Write the following entries out again exactly, skipping each image.

===== Entries provided =====

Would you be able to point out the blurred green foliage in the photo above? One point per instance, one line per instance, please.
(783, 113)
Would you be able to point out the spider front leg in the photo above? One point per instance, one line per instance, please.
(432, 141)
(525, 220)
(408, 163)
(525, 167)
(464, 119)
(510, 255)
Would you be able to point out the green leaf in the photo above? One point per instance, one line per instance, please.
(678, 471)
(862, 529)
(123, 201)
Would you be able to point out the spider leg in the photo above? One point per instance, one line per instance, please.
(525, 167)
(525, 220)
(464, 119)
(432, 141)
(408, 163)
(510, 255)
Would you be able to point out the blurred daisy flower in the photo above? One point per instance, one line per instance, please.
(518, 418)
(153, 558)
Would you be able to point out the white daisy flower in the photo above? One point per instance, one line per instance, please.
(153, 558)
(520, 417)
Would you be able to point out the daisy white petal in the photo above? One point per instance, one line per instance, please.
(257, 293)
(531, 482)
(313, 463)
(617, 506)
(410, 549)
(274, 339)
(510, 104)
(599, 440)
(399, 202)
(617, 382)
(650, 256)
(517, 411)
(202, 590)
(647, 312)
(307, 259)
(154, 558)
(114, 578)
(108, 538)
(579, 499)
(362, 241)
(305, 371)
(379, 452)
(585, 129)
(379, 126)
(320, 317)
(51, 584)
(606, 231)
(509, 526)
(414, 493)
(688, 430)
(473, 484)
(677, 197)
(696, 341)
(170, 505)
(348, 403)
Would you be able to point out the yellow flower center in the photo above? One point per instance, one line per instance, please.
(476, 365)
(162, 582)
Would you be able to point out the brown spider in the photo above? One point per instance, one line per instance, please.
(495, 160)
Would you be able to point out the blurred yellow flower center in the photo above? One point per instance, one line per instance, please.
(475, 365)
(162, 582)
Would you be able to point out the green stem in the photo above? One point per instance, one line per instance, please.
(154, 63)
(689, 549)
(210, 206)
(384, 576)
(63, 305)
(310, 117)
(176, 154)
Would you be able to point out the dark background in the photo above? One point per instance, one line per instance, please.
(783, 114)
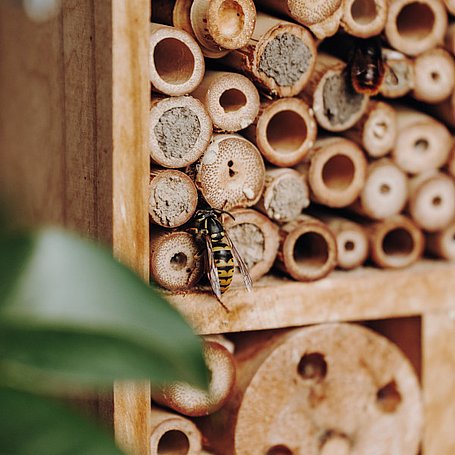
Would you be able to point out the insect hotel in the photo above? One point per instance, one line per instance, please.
(284, 171)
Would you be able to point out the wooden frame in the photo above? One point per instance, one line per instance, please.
(78, 86)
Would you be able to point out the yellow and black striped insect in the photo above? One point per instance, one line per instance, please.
(221, 253)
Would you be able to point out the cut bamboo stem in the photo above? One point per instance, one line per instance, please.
(336, 105)
(174, 260)
(331, 389)
(308, 249)
(385, 191)
(172, 434)
(335, 170)
(231, 172)
(284, 131)
(364, 18)
(191, 401)
(180, 74)
(415, 26)
(442, 244)
(256, 238)
(399, 74)
(376, 131)
(231, 100)
(179, 131)
(395, 242)
(172, 198)
(422, 142)
(434, 76)
(322, 17)
(285, 194)
(279, 57)
(432, 200)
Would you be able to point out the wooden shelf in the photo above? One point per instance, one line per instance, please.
(365, 293)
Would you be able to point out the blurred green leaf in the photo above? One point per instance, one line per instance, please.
(71, 314)
(32, 425)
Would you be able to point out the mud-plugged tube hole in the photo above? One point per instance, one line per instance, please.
(388, 398)
(173, 442)
(415, 21)
(178, 69)
(312, 366)
(363, 11)
(338, 172)
(232, 100)
(398, 242)
(286, 131)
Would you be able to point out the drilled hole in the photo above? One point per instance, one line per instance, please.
(286, 131)
(232, 100)
(179, 68)
(415, 21)
(338, 172)
(388, 398)
(173, 442)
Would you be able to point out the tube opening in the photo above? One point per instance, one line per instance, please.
(312, 366)
(363, 11)
(398, 242)
(179, 261)
(286, 131)
(232, 100)
(231, 19)
(311, 251)
(178, 69)
(338, 172)
(173, 442)
(415, 21)
(388, 398)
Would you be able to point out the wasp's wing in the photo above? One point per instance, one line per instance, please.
(241, 264)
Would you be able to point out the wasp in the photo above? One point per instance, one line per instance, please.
(367, 65)
(221, 253)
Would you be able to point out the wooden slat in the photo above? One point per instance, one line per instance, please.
(361, 294)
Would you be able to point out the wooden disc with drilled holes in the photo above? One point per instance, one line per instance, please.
(191, 401)
(332, 389)
(257, 240)
(284, 131)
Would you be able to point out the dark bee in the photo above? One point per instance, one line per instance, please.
(367, 65)
(220, 252)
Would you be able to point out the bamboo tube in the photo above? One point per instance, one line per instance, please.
(180, 74)
(279, 57)
(331, 389)
(172, 198)
(376, 131)
(335, 104)
(284, 131)
(442, 244)
(432, 200)
(179, 131)
(174, 260)
(172, 434)
(231, 100)
(415, 26)
(434, 76)
(402, 80)
(231, 173)
(364, 18)
(256, 239)
(321, 17)
(422, 142)
(385, 191)
(308, 249)
(335, 170)
(395, 242)
(190, 401)
(285, 194)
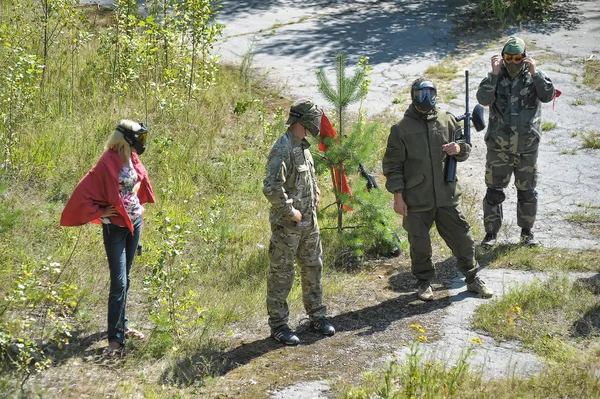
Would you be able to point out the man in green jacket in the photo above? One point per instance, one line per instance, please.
(417, 149)
(290, 185)
(514, 91)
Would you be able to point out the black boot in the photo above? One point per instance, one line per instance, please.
(284, 335)
(489, 240)
(323, 326)
(527, 238)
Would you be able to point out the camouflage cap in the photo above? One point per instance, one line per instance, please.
(307, 113)
(514, 45)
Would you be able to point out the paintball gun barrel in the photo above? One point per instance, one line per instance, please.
(371, 183)
(478, 122)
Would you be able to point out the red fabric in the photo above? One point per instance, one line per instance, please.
(557, 94)
(327, 130)
(99, 188)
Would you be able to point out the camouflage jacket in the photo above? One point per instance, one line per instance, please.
(515, 109)
(290, 182)
(414, 162)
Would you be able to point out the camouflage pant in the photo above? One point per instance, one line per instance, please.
(498, 170)
(288, 244)
(453, 228)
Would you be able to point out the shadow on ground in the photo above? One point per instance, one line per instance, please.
(360, 323)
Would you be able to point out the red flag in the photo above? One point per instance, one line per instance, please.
(557, 94)
(326, 130)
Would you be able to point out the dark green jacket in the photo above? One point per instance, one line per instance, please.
(515, 109)
(413, 163)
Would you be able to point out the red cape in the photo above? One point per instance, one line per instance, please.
(99, 188)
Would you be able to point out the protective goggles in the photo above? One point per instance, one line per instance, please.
(426, 92)
(513, 57)
(140, 136)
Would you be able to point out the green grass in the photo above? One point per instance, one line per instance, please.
(441, 72)
(591, 74)
(541, 259)
(591, 140)
(546, 126)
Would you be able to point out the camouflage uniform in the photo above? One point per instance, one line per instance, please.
(413, 165)
(512, 141)
(290, 184)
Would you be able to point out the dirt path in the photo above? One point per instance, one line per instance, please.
(402, 38)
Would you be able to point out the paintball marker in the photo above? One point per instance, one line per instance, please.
(478, 122)
(371, 183)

=====

Finished exercise =>
Would you be able to point out the blurred green foliage in the photo above? One point per instance, one line per instance, please.
(783, 113)
Would you be able to point out the spider front leg in the photo above? One point per instance, one line per instance, please.
(432, 141)
(525, 220)
(408, 163)
(525, 167)
(464, 119)
(510, 255)
Would you be able to point out the green leaf in the photo above? One point per instance, one line per instance, please.
(678, 471)
(862, 529)
(123, 201)
Would you be able to point out the spider leg in the photo above? One point per instance, one line per instance, please.
(525, 167)
(525, 220)
(464, 119)
(432, 141)
(408, 163)
(510, 255)
Would you be able to point out the blurred daisy flower in the photo above? One point per instance, one line per instance, please.
(518, 418)
(153, 558)
Would you be able to point out the white daisy flower in the photo above? One point per instance, one line per instance, please.
(153, 558)
(520, 417)
Would you be able to point out the daisy white petal in the photo above? One point per instance, one line per instance, please.
(257, 293)
(531, 482)
(313, 463)
(617, 506)
(410, 549)
(274, 339)
(510, 104)
(599, 440)
(399, 202)
(617, 382)
(650, 256)
(517, 411)
(202, 590)
(647, 312)
(307, 259)
(154, 558)
(114, 578)
(108, 538)
(579, 499)
(362, 241)
(305, 371)
(379, 452)
(585, 129)
(379, 126)
(320, 317)
(51, 584)
(606, 231)
(509, 526)
(414, 493)
(688, 430)
(473, 484)
(677, 197)
(696, 341)
(170, 505)
(348, 403)
Would you be able to point out the yellow flower center in the photo above? One point per instance, one line per instance, please.
(476, 365)
(162, 582)
Would you be able to point out the brown spider in the photo above? One point per instance, one line per instance, please.
(495, 160)
Would you be able to point out the blurred yellow flower center in the photo above? One point per instance, one line per instance, please.
(475, 365)
(162, 582)
Would you be able to point out the green stem in the photo above? One point per instance, one line per instance, please.
(154, 63)
(689, 549)
(210, 206)
(384, 576)
(63, 305)
(310, 117)
(176, 154)
Would you be able to point out the dark background in the photo above? One point per instance, one line per instance, please.
(783, 114)
Would you be able to point out the insect hotel in the photo above? One point per instance, one line per instance, please.
(284, 171)
Would you be able to point out the wooden frame in the photo above? One point per instance, one line per instance, please.
(78, 86)
Would you be able to point out the yellow and black striped insect in the photo above? One point per instance, one line per instance, please.
(221, 253)
Would you be able to point out the cut bamboo stem in the photo above? One point per instance, one line per instance, please.
(336, 105)
(174, 260)
(331, 389)
(308, 249)
(385, 191)
(172, 434)
(335, 170)
(231, 172)
(284, 131)
(364, 18)
(191, 401)
(180, 74)
(415, 26)
(442, 244)
(256, 238)
(399, 74)
(376, 131)
(231, 100)
(179, 131)
(395, 242)
(172, 198)
(422, 142)
(434, 76)
(322, 17)
(285, 194)
(279, 57)
(432, 200)
Would you be able to point out the wooden shelf in the photo above? One point per instance, one line per instance, please.
(365, 293)
Would you be able to point out the blurred green leaf in the photo above? One point per instance, one line per instance, please.
(71, 314)
(32, 425)
Would you be able to point out the mud-plugged tube hole in the photo above? One point per instance, one line per instance, please.
(388, 398)
(173, 442)
(415, 21)
(178, 69)
(312, 366)
(363, 11)
(338, 172)
(232, 100)
(398, 242)
(286, 131)
Would you be able to point out the drilled hole in the photo above? One point per instance, one line per instance, please.
(286, 131)
(232, 100)
(179, 68)
(415, 21)
(338, 172)
(388, 398)
(173, 442)
Would you be able to point out the tube opening in the photo above? One point per instance, one line per instance, please.
(312, 366)
(363, 11)
(398, 242)
(179, 261)
(286, 131)
(232, 100)
(231, 19)
(311, 251)
(178, 69)
(338, 172)
(173, 442)
(415, 21)
(388, 398)
Would you be able to point out the wasp's wing in the photo above? One point per instance, one line per instance, please.
(241, 264)
Would you be able to point out the wasp in the photo above? One point per instance, one line per instance, please.
(367, 65)
(221, 253)
Would you be able to point out the wooden slat in the photo above? One point per instance, one line per instance, please.
(361, 294)
Would you be able to point out the wooden disc with drilled holes in the photo above? One point per instance, one line per instance, please.
(191, 401)
(332, 389)
(257, 240)
(284, 131)
Would you be able to point out the dark bee in the photo above? One point per instance, one line per instance, please.
(367, 65)
(220, 252)
Would you be able to point out the bamboo tube in the photo above? One point per instance, one line per instance, please.
(180, 74)
(279, 57)
(331, 389)
(172, 198)
(376, 131)
(335, 104)
(284, 131)
(442, 244)
(432, 200)
(179, 131)
(174, 260)
(172, 434)
(231, 100)
(415, 26)
(434, 76)
(402, 80)
(231, 173)
(364, 18)
(256, 239)
(321, 17)
(422, 142)
(385, 191)
(308, 249)
(335, 170)
(395, 242)
(190, 401)
(285, 194)
Would you be able to point out the man in green jacket in the photo above? One point per instance, one line per instance, please.
(417, 149)
(290, 185)
(514, 91)
Would you be able to point out the black boot in the photo above? One point per instance, one line per instance, please.
(284, 335)
(489, 240)
(323, 326)
(527, 238)
Would you be able to point out the camouflage cap in the photo above? One point per instance, one line per instance, please.
(307, 113)
(514, 45)
Would you be able to point out the paintball gun barrel in the photo above? One point per instance, one line per instance, please.
(371, 183)
(478, 122)
Would you be able to point out the red fabric in the photo above? One point per instance, one line per instance, please.
(557, 94)
(327, 130)
(99, 188)
Would you be able to point out the camouflage jacket in the photo above? One point per instance, one line per instance, please.
(515, 109)
(290, 182)
(414, 162)
Would you be able to point out the camouflage pant in the photo above? One point per instance, one line per instance, please.
(498, 170)
(288, 244)
(453, 228)
Would you be able to point out the shadow on ground in the photo above? One point per instance, one line per instance, please.
(360, 323)
Would you be able to point out the red flag in the photo above? One point per instance, one line per instance, please.
(557, 94)
(326, 130)
Would you be able to point out the dark green jacket in the photo above? One point per instance, one line per instance, please.
(515, 109)
(413, 163)
Would you be able to point out the red cape in the photo above? One point per instance, one line per instance, please.
(99, 188)
Would you be able to point out the protective goggles in the photo above? One point per instance, one line per instance, please.
(426, 92)
(513, 57)
(140, 136)
Would you be able to point out the green grass in the photo above? One point per instance, one line per instance, please.
(441, 72)
(591, 74)
(541, 259)
(591, 140)
(546, 126)
Would you be able to point out the camouflage uniform in the photo above? One point per instance, one line per instance, please.
(413, 165)
(512, 141)
(290, 184)
Would you be able to point out the dirt path in the photo above? One point per instance, one line per instance, please.
(402, 38)
Would you be able to point out the paintball marker in the photo above? One point per instance, one line per instance, please.
(478, 122)
(371, 183)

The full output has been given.